REQUIREMENT: Across all lines of the entries, tally those with the word "road" in them. The reply is the tally, by itself.

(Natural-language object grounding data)
----

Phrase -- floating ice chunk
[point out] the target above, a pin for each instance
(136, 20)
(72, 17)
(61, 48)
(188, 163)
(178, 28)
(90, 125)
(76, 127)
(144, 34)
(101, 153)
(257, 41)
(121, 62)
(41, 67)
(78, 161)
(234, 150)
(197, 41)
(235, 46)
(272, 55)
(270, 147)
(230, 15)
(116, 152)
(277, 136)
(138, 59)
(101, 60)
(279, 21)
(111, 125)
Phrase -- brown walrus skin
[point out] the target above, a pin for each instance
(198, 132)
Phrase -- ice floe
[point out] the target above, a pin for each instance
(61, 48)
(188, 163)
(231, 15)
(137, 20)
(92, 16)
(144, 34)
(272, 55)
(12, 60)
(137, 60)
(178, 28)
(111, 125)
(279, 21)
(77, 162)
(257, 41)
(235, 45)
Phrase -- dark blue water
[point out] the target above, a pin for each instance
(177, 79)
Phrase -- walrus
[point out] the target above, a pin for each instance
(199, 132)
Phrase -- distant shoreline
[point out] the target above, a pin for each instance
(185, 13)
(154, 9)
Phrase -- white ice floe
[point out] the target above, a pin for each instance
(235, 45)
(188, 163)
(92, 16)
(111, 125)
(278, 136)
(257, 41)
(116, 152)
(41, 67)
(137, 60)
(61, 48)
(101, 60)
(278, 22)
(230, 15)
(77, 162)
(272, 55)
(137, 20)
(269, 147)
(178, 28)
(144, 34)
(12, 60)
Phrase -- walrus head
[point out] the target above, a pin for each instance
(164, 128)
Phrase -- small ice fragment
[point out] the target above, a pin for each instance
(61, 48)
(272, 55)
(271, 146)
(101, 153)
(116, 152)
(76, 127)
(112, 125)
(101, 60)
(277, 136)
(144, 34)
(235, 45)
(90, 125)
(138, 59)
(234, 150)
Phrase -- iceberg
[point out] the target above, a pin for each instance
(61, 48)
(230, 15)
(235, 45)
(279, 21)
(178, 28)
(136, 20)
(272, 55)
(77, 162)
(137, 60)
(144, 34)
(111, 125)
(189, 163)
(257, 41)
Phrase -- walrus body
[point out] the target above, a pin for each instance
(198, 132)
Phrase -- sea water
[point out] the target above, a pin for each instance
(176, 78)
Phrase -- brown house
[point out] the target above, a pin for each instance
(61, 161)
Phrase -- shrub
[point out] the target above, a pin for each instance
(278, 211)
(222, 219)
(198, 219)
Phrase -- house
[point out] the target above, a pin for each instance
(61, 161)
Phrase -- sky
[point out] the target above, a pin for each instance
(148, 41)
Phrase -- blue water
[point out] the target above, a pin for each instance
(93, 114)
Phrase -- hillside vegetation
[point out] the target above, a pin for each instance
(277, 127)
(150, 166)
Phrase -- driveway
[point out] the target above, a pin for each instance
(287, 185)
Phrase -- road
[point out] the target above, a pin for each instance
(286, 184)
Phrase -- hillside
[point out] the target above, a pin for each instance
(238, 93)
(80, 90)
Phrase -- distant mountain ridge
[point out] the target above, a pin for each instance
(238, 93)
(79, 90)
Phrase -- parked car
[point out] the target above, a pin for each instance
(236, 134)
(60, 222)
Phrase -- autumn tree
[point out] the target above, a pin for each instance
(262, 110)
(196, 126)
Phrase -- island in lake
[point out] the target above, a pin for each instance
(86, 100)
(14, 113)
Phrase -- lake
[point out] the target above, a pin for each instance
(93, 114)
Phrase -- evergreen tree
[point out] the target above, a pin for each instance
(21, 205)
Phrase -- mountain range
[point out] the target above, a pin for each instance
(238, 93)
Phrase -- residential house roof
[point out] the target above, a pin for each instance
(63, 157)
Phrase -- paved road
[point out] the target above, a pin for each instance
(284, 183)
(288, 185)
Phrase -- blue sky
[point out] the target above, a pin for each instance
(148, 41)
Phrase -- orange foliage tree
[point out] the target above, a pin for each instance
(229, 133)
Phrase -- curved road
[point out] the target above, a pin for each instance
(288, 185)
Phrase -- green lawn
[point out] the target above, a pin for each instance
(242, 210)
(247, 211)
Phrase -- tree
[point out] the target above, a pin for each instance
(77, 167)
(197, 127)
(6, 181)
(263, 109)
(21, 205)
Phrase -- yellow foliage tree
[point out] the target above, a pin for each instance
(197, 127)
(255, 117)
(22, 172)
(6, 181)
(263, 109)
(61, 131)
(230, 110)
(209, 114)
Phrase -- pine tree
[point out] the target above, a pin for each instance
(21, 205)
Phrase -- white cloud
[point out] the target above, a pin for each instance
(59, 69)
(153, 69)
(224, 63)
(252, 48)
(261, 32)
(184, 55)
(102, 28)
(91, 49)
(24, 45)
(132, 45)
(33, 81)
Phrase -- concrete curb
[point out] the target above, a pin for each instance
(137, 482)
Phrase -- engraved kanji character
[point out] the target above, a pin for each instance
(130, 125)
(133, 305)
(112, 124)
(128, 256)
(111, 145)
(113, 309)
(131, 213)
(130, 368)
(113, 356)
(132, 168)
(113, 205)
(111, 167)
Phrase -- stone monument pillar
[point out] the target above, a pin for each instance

----

YOUR SOLUTION: 3